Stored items
----------------------------------------
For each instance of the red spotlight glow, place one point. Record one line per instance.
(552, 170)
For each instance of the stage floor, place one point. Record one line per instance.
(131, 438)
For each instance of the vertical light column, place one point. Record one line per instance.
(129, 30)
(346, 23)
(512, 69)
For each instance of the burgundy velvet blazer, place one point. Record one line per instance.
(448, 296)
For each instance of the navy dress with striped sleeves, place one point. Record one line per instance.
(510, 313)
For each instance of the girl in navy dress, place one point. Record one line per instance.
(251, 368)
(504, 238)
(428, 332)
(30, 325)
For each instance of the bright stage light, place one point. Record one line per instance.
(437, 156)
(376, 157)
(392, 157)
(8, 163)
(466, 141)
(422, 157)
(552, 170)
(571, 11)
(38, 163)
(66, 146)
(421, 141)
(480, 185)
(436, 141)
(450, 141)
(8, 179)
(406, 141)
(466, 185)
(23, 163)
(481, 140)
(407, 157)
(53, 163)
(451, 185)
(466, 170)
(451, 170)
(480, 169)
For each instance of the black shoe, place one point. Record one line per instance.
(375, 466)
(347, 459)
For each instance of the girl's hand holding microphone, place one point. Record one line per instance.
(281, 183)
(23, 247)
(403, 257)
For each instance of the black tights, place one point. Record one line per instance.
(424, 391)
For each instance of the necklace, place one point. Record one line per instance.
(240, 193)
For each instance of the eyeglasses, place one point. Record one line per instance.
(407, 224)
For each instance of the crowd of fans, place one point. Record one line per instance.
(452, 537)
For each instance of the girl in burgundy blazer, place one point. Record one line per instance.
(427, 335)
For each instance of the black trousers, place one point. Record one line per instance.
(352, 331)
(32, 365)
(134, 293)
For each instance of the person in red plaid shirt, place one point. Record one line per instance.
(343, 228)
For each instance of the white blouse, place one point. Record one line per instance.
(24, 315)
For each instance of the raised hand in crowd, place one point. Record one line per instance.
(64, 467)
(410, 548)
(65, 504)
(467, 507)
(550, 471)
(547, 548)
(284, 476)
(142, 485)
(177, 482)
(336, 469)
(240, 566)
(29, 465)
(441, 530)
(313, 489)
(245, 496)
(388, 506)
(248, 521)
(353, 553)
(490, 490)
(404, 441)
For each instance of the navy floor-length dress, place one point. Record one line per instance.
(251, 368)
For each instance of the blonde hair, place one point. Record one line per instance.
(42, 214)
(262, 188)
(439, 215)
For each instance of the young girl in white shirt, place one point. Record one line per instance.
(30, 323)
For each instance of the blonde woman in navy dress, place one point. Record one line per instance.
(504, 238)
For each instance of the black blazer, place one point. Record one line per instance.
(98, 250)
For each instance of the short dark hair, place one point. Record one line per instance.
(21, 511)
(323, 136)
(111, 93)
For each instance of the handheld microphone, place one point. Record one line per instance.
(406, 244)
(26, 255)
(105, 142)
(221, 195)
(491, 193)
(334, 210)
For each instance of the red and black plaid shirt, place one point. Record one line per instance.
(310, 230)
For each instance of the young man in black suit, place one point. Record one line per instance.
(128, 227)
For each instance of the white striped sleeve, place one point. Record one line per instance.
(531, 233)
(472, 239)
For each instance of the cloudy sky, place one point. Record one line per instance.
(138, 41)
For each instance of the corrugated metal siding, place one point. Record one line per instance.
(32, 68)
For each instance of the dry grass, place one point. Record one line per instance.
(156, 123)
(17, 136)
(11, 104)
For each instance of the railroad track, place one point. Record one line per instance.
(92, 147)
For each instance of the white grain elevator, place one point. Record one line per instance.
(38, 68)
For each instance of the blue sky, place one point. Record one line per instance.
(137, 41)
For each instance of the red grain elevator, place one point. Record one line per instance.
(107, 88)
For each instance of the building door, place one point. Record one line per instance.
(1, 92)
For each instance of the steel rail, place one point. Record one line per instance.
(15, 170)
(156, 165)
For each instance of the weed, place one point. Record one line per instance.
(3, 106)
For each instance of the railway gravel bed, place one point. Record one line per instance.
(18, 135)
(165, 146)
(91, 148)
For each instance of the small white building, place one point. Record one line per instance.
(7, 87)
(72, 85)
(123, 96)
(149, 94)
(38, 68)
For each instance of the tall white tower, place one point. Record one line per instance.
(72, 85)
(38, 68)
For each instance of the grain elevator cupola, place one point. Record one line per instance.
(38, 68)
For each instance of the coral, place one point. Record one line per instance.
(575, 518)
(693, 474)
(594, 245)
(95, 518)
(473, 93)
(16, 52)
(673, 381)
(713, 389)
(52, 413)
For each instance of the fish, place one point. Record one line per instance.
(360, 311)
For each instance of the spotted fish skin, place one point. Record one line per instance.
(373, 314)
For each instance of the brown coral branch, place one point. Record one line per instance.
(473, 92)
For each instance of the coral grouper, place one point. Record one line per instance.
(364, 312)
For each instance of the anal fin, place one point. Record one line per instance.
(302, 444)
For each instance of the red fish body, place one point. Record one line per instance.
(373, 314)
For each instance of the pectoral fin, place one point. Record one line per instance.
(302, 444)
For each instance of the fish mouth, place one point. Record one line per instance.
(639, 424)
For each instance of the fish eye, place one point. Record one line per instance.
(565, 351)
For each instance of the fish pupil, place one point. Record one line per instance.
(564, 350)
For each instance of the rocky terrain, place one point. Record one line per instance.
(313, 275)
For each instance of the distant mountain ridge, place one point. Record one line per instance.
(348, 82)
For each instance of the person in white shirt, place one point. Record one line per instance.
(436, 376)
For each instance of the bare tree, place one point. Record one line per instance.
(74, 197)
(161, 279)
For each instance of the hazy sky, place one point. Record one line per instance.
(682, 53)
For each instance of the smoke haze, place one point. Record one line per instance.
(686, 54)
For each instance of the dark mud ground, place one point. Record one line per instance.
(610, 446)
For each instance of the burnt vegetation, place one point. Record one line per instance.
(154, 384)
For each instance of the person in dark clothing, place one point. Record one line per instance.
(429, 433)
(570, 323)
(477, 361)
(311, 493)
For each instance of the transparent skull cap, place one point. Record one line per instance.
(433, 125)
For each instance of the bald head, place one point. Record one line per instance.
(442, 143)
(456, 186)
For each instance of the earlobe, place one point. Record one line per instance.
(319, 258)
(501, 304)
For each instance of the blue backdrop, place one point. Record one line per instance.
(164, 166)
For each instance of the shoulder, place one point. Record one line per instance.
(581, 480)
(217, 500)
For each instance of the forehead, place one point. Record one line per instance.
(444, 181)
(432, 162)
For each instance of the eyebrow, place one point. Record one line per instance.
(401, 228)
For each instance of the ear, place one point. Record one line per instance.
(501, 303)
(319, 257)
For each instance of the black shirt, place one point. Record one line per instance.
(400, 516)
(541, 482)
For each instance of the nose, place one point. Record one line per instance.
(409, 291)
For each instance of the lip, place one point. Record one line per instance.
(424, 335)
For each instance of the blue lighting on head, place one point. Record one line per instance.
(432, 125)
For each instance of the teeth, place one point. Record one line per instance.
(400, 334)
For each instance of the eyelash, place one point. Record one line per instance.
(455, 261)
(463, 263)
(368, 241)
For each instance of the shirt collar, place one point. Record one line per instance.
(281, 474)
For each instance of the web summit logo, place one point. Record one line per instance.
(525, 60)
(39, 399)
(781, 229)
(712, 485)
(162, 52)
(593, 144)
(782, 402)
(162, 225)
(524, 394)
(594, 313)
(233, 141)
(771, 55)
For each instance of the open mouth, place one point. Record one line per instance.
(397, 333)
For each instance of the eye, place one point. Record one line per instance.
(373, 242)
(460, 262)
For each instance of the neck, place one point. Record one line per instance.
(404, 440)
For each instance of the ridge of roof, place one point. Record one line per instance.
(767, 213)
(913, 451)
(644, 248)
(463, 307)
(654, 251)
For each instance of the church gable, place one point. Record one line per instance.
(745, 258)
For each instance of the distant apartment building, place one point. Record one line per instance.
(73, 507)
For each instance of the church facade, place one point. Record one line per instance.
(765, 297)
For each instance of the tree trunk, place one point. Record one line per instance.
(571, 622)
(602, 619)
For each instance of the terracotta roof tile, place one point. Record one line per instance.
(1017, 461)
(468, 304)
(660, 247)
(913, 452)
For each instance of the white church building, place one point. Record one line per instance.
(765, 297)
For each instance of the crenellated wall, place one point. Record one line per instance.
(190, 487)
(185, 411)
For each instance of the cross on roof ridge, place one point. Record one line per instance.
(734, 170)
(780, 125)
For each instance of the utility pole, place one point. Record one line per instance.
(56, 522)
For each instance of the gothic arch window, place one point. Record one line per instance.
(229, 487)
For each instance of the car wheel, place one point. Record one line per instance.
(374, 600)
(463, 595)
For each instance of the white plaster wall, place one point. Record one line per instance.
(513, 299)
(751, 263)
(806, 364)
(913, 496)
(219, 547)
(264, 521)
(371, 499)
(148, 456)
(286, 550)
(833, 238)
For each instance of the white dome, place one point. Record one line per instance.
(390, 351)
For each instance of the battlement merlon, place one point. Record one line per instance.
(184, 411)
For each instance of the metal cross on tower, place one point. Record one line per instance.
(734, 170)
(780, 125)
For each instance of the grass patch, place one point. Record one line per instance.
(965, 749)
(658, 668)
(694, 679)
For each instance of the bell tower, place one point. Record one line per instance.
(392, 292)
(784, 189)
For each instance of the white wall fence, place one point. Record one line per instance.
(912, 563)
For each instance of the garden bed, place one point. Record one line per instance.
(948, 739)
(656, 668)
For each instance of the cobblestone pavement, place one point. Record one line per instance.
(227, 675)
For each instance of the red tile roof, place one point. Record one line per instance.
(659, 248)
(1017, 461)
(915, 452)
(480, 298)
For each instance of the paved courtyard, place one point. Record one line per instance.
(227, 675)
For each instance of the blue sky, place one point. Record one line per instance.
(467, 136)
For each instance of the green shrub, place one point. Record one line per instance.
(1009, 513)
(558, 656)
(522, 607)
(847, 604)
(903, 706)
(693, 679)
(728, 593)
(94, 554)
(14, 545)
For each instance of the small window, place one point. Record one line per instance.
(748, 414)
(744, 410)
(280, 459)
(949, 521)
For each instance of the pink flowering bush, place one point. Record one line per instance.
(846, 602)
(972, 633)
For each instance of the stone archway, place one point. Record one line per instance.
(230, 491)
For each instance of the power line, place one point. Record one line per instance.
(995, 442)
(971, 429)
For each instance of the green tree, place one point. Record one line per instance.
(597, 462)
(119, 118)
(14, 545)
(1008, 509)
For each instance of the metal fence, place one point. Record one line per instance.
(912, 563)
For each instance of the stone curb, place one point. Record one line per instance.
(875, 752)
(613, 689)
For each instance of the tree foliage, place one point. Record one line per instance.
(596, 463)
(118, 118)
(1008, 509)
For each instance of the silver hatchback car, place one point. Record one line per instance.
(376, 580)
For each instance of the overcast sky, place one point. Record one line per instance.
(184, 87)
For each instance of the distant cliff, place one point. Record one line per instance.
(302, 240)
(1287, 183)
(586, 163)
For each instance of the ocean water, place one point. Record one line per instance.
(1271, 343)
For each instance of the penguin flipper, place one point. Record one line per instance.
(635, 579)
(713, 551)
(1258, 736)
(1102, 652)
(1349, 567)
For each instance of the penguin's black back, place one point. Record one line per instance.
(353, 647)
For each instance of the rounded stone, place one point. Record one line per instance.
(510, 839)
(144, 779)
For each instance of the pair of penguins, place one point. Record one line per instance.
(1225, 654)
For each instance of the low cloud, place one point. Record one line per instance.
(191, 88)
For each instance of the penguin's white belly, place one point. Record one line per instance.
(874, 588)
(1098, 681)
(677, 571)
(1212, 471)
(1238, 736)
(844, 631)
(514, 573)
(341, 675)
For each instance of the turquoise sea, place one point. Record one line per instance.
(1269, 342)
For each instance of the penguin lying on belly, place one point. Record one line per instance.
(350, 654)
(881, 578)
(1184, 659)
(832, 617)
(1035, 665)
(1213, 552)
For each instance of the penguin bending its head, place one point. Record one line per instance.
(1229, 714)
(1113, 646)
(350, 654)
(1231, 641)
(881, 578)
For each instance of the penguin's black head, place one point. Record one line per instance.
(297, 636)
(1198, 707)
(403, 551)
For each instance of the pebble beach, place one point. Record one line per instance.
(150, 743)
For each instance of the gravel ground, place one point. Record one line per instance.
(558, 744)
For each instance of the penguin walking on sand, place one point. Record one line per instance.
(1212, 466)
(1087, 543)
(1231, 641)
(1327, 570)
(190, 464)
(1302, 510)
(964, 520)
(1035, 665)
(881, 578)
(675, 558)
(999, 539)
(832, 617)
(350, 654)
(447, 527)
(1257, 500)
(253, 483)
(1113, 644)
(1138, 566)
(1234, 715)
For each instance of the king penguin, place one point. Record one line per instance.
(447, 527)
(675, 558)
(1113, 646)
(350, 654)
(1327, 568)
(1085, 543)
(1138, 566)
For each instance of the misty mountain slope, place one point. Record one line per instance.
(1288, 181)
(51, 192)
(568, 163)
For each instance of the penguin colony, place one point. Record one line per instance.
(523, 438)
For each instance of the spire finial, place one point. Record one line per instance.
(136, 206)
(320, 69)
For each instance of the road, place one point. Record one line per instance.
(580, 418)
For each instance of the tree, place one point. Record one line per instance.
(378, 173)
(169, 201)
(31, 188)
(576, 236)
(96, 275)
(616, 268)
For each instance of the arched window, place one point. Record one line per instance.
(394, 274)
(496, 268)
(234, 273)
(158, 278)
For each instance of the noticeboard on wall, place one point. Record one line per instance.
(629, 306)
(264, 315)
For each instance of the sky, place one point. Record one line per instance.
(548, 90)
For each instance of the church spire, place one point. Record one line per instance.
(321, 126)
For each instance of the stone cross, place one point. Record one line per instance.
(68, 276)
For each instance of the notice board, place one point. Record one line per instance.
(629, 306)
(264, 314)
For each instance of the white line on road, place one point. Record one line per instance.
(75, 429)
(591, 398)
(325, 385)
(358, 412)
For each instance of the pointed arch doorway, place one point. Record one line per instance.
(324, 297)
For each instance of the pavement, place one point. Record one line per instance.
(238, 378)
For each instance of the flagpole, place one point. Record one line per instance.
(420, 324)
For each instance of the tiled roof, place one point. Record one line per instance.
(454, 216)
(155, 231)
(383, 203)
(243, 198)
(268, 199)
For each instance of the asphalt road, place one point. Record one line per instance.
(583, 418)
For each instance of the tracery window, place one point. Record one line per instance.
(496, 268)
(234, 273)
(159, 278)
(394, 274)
----------------------------------------
**Work to complete**
Reproduce, word for word, only the lines from the one that contains "For each instance of the sky, place" through the final line.

**Completed exercise**
For each instance of the sky, place one point. Record one line per instance.
(548, 90)
For each instance of the church spire, place one point. Record one line per instance.
(321, 126)
For each instance of the stone cross, place one point. Record one line per instance.
(68, 276)
For each instance of the notice board, place one point. Record one line per instance.
(629, 306)
(264, 314)
For each instance of the white line on road, place one point. Record one line per instance.
(75, 429)
(591, 398)
(325, 385)
(358, 412)
For each instance of the pointed arch doorway, place one point. Record one line per instance.
(324, 297)
For each instance of the pavement, place one point. Record one line per instance.
(238, 378)
For each instance of the flagpole, place one point. Record one line per instance.
(420, 324)
For each instance of the tiled roof, place one point. Record one line per instance.
(454, 216)
(155, 231)
(383, 203)
(243, 198)
(268, 199)
For each instance of the asphalt road, place one point. Record one line per instance.
(583, 418)
For each instance of the tracery window, place one point. Record one line per instance.
(496, 268)
(234, 273)
(159, 278)
(394, 274)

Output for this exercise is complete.